## PROBLEM STATEMENT
Copy out every item below word for word, leaving out the pictures.
── RECORDS SHOWN ──
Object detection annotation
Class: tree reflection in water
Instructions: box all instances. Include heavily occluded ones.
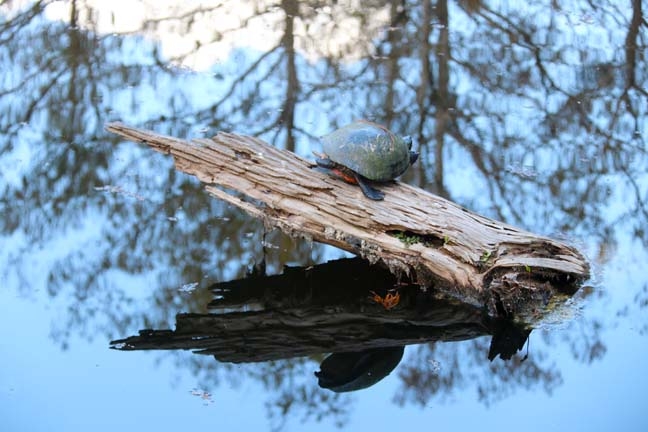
[0,0,648,424]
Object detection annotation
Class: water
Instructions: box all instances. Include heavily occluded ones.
[0,1,648,431]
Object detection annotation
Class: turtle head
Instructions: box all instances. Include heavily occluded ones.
[410,151,418,165]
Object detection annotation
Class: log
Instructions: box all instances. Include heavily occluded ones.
[106,123,589,315]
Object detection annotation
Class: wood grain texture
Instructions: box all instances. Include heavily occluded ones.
[106,123,589,311]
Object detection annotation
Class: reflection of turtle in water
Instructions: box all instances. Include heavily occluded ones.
[315,346,405,393]
[316,120,419,200]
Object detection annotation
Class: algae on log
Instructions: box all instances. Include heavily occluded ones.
[106,123,589,315]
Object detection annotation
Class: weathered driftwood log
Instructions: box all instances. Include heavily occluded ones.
[106,123,589,314]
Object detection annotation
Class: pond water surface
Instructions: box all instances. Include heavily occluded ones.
[0,0,648,431]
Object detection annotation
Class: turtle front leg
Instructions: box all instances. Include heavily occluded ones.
[354,173,385,201]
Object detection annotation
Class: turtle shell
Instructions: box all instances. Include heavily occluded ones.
[322,120,412,182]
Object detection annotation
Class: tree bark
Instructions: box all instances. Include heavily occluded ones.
[106,123,589,315]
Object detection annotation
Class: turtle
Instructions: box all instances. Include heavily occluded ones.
[314,120,419,201]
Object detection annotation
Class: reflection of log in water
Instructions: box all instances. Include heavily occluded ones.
[112,259,530,363]
[107,123,589,316]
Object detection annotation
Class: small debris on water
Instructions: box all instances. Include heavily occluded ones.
[178,282,198,293]
[190,388,214,405]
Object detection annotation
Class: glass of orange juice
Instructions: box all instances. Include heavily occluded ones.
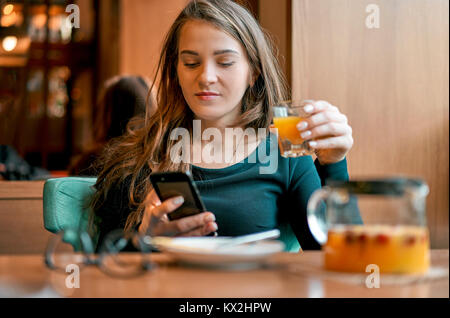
───
## RESULT OF THIS EXERCISE
Object detection annotation
Class: tree reflection in water
Instructions: box all instances. Include heavily occluded ones.
[0,0,648,424]
Object detection annotation
Class: water
Instructions: box all instances. Include heavily occluded ones.
[0,1,648,431]
Object detection annotation
Class: turtle head
Instructions: box all instances. Include heavily occluded ones.
[410,151,418,165]
Object detection annotation
Class: log
Instructions: box all instances. Include heavily occluded ones.
[106,123,589,315]
Object detection annotation
Class: wood grain texture
Instructions: box all instances. Include heavily occluded ones.
[106,123,589,311]
Object detection annotation
Class: reflection of turtle in water
Instructions: box all instances. Include heavily occluded ones.
[315,346,405,393]
[316,120,419,200]
Object detection annotation
Class: algae on log
Instructions: box all instances. Include heavily occluded ones.
[106,123,589,315]
Object detection annotation
Class: weathered driftwood log
Instructions: box all instances. Include heavily occluded ones.
[106,123,589,314]
Object detection annotation
Class: pond water surface
Instructions: box all instances. Include heavily occluded ones.
[0,0,648,431]
Object detection annotation
Class: turtle front leg
Instructions: box all instances. Include heavily occluded ones.
[354,173,385,201]
Object detection annotation
Class: turtle shell
Instructions: box all instances. Include heavily occluded ones.
[322,120,412,182]
Object detection annotation
Class: tree bark
Instructions: box all instances. Include heavily occluded ones.
[106,123,589,315]
Object detection annotation
Class: turtle
Instructions: box all instances. Include heavily occluded ones.
[314,120,419,201]
Object detection annotation
Class: reflection of log in water
Instructions: box all instances. Include heavily occluded ones.
[112,259,530,363]
[107,123,589,316]
Object detection annotation
Class: small debris on water
Instructions: box all instances. Include heavily occluded ones.
[178,282,198,293]
[190,388,214,405]
Object detection annotation
Class: glass of orange juice
Instructions: box all instances. Include heavily occluded ones.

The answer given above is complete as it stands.